-- Start The data --
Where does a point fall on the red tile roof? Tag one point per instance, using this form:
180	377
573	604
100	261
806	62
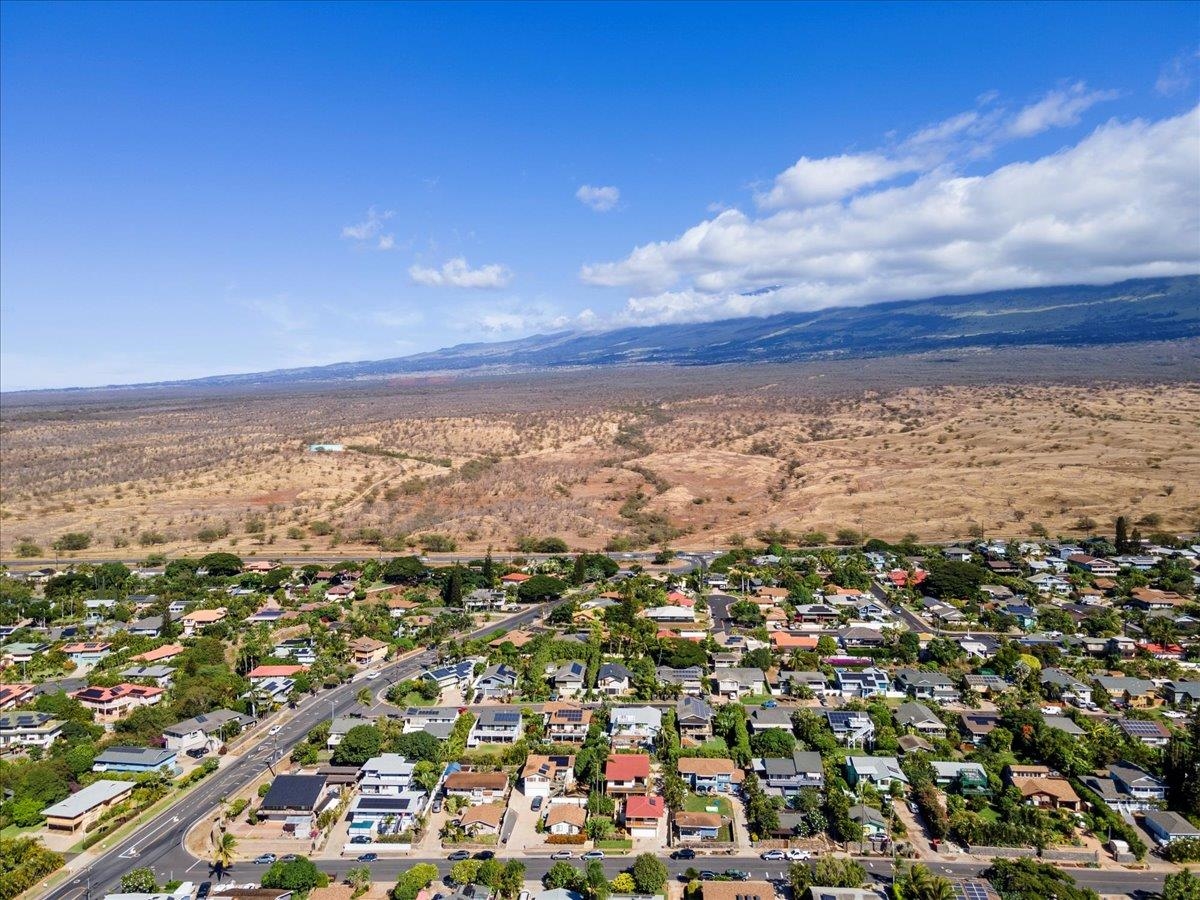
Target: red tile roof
627	767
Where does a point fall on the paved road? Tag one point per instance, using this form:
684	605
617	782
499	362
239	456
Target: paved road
880	870
159	844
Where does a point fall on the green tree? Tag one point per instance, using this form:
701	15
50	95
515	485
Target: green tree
561	875
413	881
1181	886
295	875
139	881
359	744
649	874
465	871
838	873
540	588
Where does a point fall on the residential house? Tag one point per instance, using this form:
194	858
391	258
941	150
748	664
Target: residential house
567	723
159	655
496	725
642	815
690	679
15	695
198	619
83	808
477	786
1129	693
613	679
1182	695
852	727
863	683
695	720
709	775
628	773
367	651
1150	733
1165	827
964	778
87	653
544	775
294	802
1057	684
497	682
161	676
738	683
111	705
976	726
1047	792
136	759
697	827
483	820
921	719
569	677
451	676
24	730
922	684
634	726
763	719
790	774
565	819
207	730
876	771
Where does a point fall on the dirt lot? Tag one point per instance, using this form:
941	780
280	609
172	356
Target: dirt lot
696	457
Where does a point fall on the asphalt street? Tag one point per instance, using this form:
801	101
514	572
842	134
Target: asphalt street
159	844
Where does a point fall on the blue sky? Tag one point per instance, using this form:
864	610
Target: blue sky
191	190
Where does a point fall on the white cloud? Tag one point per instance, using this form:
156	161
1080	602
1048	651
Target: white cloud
1177	75
1056	109
832	178
601	199
1123	202
457	274
370	229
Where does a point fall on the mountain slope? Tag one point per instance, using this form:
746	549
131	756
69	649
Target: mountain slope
1131	311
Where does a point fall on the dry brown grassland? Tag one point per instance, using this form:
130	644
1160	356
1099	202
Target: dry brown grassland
637	457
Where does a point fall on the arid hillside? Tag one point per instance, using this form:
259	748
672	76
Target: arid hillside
940	447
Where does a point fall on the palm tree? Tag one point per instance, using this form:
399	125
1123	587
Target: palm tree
223	852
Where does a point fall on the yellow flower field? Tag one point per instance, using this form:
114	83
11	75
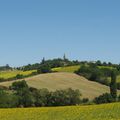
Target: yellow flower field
91	112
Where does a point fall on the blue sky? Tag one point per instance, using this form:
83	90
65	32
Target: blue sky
83	29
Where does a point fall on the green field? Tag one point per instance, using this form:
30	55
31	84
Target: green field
53	81
67	69
91	112
11	74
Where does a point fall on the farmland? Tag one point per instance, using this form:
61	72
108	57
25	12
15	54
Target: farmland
91	112
67	69
63	80
11	74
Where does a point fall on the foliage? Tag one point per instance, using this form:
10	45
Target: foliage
89	112
113	85
105	98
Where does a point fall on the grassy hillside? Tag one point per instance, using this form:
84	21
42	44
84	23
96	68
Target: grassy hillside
67	69
11	74
53	81
92	112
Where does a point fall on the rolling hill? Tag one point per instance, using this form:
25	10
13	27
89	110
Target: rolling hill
63	80
91	112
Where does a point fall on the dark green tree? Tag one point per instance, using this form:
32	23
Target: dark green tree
113	85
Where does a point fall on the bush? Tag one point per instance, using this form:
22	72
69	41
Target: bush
105	98
44	69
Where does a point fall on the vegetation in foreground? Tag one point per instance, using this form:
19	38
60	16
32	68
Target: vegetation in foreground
91	112
63	80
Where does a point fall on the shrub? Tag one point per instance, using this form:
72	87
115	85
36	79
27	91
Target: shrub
105	98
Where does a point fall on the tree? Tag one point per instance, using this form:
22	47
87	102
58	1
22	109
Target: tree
43	61
113	85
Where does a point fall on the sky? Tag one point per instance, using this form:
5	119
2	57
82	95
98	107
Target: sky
82	29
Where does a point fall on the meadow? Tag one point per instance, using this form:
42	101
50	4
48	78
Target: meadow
63	80
90	112
12	74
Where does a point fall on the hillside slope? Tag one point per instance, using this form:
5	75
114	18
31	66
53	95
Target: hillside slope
53	81
91	112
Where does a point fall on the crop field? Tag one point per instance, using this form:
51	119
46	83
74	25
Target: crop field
67	69
63	80
91	112
11	74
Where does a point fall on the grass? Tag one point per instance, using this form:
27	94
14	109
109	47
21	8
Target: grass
66	69
91	112
11	74
53	81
-- End The data --
Each line of the data is to be duplicated exactly; pictures stay out of the copy.

Where does a point fall on the red tile roof? Tag one point per instance, using this form:
180	377
573	604
100	261
806	62
Target: red tile roof
627	767
Where does a point fall on the paved road? Tag one point per instance, using this form:
684	605
617	782
499	362
239	456
Target: paved road
880	870
159	844
Where does a point fall on the green tree? Tag one point per instance, using this form:
701	15
50	95
515	485
Target: green tree
561	875
413	881
1181	886
295	875
139	881
359	744
649	874
465	871
838	873
540	588
Where does a point fall on the residential house? Tag one point per instance, using this form:
194	858
391	258
941	150
748	664
Target: residential house
567	723
159	655
496	725
642	815
690	679
15	695
198	619
83	808
477	786
1129	693
613	679
1182	695
852	727
863	683
695	720
709	775
628	773
367	651
1150	733
1165	827
964	778
87	653
544	775
294	802
1057	684
497	682
161	676
738	683
111	705
976	726
1047	792
136	759
697	827
483	820
921	719
569	677
451	676
24	730
922	684
634	726
763	719
790	774
565	819
207	730
876	771
Where does a point fall on the dirt lot? Tag one point per instance, using this form:
941	780
280	609
172	356
Target: dirt lot
696	457
Where does a point fall on the asphalt street? Tag one point per instance, using this form:
801	101
514	572
842	134
Target: asphalt street
159	844
Where does a point fall on the blue sky? Tag one point per instance, using this form:
864	610
Target: blue sky
191	190
Where does a point fall on the white cloud? Tag one point per instance, using this form:
156	161
1080	602
1048	651
Target: white cloud
1177	75
1056	109
832	178
601	199
1123	202
457	274
370	229
Where does a point fall on the mountain slope? Tag one point per instance, using this form:
746	549
131	756
69	649
Target: mountain slope
1131	311
Where does a point fall on the dry brown grassland? Tag one point per instance, using this form:
130	644
1160	356
1099	202
Target: dry brown grassland
637	457
Where does a point fall on the arid hillside? Tag one point per instance, using this form:
259	748
672	76
Target: arid hillside
940	447
Where does a point fall on the palm tree? Tag one point per instance, using this form:
399	125
1123	587
Target: palm tree
223	852
Where does a point fall on the yellow flower field? Tag one point per instance, using this form:
114	83
11	75
Target: yellow flower field
91	112
Where does a point fall on the blue sky? Tag one point per instance, using this form:
83	90
65	32
Target: blue sky
83	29
Where does a point fall on the green field? Tag one point per instance, using this form:
30	55
31	84
Target: green field
53	81
67	69
91	112
11	74
Where does a point fall on the farmland? Tag one point per instance, using this form:
61	72
108	57
25	12
15	54
Target: farmland
91	112
67	69
63	80
11	74
Where does a point fall on the foliage? Tag one point per instance, using this form:
10	45
Target: foliage
89	112
113	85
105	98
Where does a point fall on the grassy hillside? Tag one point per instance, using this form:
84	21
42	44
84	23
96	68
Target: grassy hillside
67	69
11	74
53	81
92	112
Where does a point fall on the rolling hill? Tag one point per instance, using this form:
25	10
13	27
89	110
Target: rolling hill
63	80
91	112
Where does a point fall on the dark green tree? Tag one point per instance, using this form:
32	23
Target: dark green tree
113	85
Where does a point fall on the bush? Tag one point per instance, using this form:
22	72
69	41
Target: bush
105	98
44	69
Where does a point fall on the vegetation in foreground? Tag one point per instance, using this form:
19	38
60	16
32	68
Target: vegetation in foreground
91	112
63	80
Where does a point fall on the shrub? Tag one point per instance, using this form:
72	87
115	85
36	79
27	91
Target: shrub
105	98
Where does a point fall on the tree? Tag one point per instance, using this form:
22	47
87	102
58	1
22	109
Target: tree
43	61
113	85
Where does a point fall on the sky? Tag one point per instance, using this form:
5	119
2	57
82	95
98	107
Target: sky
82	29
Where does a point fall on the meadow? Tag one point per instance, using this form:
42	101
50	4
48	78
Target: meadow
63	80
90	112
12	74
Where does a point fall on the hillside slope? Tag one point per instance, using this form:
5	75
114	18
31	66
53	95
Target: hillside slope
53	81
91	112
Where does a point fall on the crop field? Tag one point per instance, using this form:
51	119
46	83
74	25
Target: crop field
67	69
63	80
91	112
11	74
Where does a point fall on the grass? Tag one point per instance, using this form:
27	94
14	109
109	47
21	8
Target: grass
66	69
91	112
11	74
53	81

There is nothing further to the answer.